======== Source extract
You don't need to download checkpoints and load models, just call the helper function `download_models`. It takes care about it. Functions `convert_pipeline_models` and `convert_automasker_models` will convert models from pipeline and `automasker` in OpenVINO format.

The original pipeline contains VAE encoder and decoder and UNET.
![CatVTON-overview](https://github.com/user-attachments/assets/e35c8dab-1c54-47b1-a73b-2a62e6cdca7c)

The `automasker` contains `DensePose` with `detectron2.GeneralizedRCNN` model and `SCHP` (`LIP` and `ATR` version).

We use `ov.convert_model` function to obtain OpenVINO Intermediate Representation object and `ov.save_model` function to save it as XML file.

In [33]:
from pathlib import Path

from ov_catvton_helper import download_models, convert_pipeline_models, convert_automasker_models


MODEL_DIR = Path("models")
VAE_ENCODER_PATH = MODEL_DIR / "vae_encoder.xml"
VAE_DECODER_PATH = MODEL_DIR / "vae_decoder.xml"
UNET_PATH = MODEL_DIR / "unet.xml"
DENSEPOSE_PROCESSOR_PATH = MODEL_DIR / "densepose_processor.xml"
SCHP_PROCESSOR_ATR = MODEL_DIR / "schp_processor_atr.xml"
SCHP_PROCESSOR_LIP = MODEL_DIR / "schp_processor_lip.xml"


pipeline, mask_processor, automasker = download_models()
convert_pipeline_models(pipeline, VAE_ENCODER_PATH, VAE_DECODER_PATH, UNET_PATH)
convert_automasker_models(automasker, DENSEPOSE_PROCESSOR_PATH, SCHP_PROCESSOR_ATR, SCHP_PROCESSOR_LIP)

## Compiling models
[back to top ⬆️](#Table-of-contents:)

Select device from dropdown list for running inference using OpenVINO.

In [None]:
import openvino as ov

from notebook_utils import device_widget


core = ov.Core()

device = device_widget()
================
What this exercise asks |
**1.** Repeat word for word the part of the CatVTON notebook excerpt that opens with the words containing "## Compiling models" and closes with "device = device_widget()".
**2.** Write the next part of the CatVTON notebook excerpt, picking up right after its last line.
The lines that follow are separate material, unrelated to the CatVTON notebook excerpt.
======== Listing
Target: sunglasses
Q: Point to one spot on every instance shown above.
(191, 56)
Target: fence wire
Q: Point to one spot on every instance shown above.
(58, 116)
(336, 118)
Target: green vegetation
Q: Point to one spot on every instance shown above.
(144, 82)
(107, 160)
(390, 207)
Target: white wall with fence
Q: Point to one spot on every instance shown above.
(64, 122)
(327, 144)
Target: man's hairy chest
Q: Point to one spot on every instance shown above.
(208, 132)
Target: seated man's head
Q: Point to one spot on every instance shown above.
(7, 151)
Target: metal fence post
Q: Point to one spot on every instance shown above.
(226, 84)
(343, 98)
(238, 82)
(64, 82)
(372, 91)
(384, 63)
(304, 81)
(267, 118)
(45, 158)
================
======== Listing
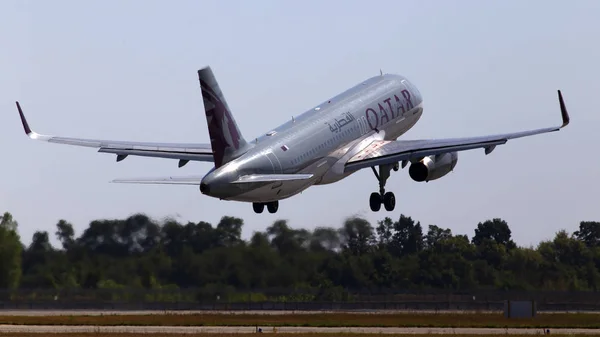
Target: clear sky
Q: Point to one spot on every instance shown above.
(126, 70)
================
Outputs for the tasks |
**1.**
## Compiling models
[back to top ⬆️](#Table-of-contents:)

Select device from dropdown list for running inference using OpenVINO.

In [None]:
import openvino as ov

from notebook_utils import device_widget


core = ov.Core()

device = device_widget()

**2.**
device

`get_compiled_pipeline` and `get_compiled_automasker`  functions defined in `ov_catvton_helper.py` provides convenient way for getting the pipeline and the `automasker` with compiled ov-models that are compatible with the original interface. It accepts the original pipeline and `automasker`, inference device and directories with converted models as arguments. Under the hood we create callable wrapper classes for compiled models to allow interaction with original pipelines. Note that all of wrapper classes return `torch.Tensor`s instead of `np.array`s. And then insert wrappers instances in the pipeline. 

In [41]:
from ov_catvton_helper import get_compiled_pipeline, get_compiled_automasker


pipeline = get_compiled_pipeline(pipeline, core, device, VAE_ENCODER_PATH, VAE_DECODER_PATH, UNET_PATH)
automasker = get_compiled_automasker(automasker, core, device, DENSEPOSE_PROCESSOR_PATH, SCHP_PROCESSOR_ATR, SCHP_PROCESSOR_LIP)

## Interactive inference
[back to top ⬆️](#Table-of-contents:)

Please select below whether you would like to use the quantized models to launch the interactive demo.

In [None]:
from gradio_helper import make_demo


output_dir = "output"
demo = make_demo(pipeline, mask_processor, automasker, output_dir)
try:
    demo.launch(debug=True)
except Exception:
    demo.launch(debug=True, share=True)